_Task details_.
For the word "clicks", find each line in the entries where it occurs and copy that line.

_Excerpted records_.
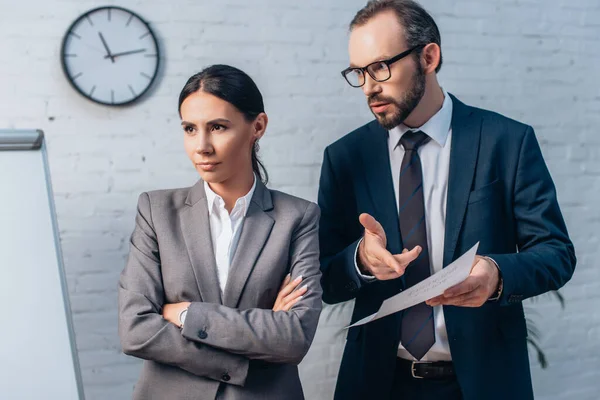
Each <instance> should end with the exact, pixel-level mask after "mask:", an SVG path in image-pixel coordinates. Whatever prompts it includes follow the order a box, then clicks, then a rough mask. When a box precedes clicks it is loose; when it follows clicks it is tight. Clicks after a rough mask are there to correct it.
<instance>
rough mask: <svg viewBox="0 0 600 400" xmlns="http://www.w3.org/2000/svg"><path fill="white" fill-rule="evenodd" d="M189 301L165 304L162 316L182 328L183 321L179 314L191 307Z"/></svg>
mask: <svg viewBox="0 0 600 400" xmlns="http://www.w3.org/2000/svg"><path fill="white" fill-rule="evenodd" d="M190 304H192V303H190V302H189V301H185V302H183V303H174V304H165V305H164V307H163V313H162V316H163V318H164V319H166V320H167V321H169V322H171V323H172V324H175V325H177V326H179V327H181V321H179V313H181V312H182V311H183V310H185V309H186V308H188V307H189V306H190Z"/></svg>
* * *
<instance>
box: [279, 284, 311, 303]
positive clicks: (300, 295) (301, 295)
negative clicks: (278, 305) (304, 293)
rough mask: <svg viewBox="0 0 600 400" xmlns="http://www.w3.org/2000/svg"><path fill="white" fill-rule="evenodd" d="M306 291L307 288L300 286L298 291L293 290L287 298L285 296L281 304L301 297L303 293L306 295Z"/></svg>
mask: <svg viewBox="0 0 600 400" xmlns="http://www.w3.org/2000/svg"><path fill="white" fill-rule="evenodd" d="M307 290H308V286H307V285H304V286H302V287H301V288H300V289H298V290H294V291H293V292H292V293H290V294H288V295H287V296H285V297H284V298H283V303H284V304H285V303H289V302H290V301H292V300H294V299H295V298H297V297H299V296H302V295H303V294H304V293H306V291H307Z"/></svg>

_Answer section_.
Each <instance> should end with the exact, pixel-level mask after "mask:", an SVG path in image-pixel coordinates. Whatever prompts it includes follow the order a box, then clicks, then a rough mask. When a box precedes clicks it is loose; when it follows clicks it is tight. Clicks after a rough mask are there to correct it.
positive clicks: (300, 295) (301, 295)
negative clicks: (278, 305) (304, 293)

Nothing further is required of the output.